[Opening Task input section]
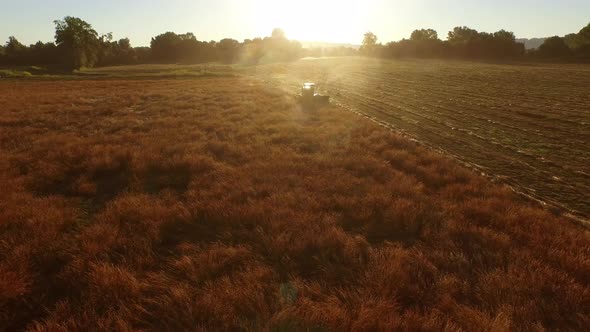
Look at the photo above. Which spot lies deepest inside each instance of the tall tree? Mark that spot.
(77, 42)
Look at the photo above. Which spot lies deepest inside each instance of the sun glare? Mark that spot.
(308, 20)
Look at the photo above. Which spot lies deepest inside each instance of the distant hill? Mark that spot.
(531, 43)
(308, 44)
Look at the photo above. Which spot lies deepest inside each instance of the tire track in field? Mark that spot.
(515, 136)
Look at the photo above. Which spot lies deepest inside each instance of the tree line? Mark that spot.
(464, 42)
(78, 45)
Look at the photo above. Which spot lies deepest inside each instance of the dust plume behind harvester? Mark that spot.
(309, 99)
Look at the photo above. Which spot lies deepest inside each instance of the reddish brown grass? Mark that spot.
(217, 204)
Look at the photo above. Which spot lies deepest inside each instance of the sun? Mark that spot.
(309, 20)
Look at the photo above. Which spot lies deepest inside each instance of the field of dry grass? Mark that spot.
(218, 204)
(527, 125)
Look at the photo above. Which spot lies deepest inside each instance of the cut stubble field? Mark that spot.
(218, 204)
(526, 125)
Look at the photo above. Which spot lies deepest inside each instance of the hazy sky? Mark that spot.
(328, 20)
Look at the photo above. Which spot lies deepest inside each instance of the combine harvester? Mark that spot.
(310, 100)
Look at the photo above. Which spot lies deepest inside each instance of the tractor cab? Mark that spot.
[Closing Task input section]
→ Task objective
The line containing "combine harvester? Mark that spot." and each line after it through the end of the listing above must be printed exactly, with nothing added.

→ Written reply
Look at the photo above. Which spot lies deepest inside each instance of the combine harvester? Mark that spot.
(310, 100)
Look at the photo above. Which spot lies deepest inside each instance of the tractor cab? Mark that spot.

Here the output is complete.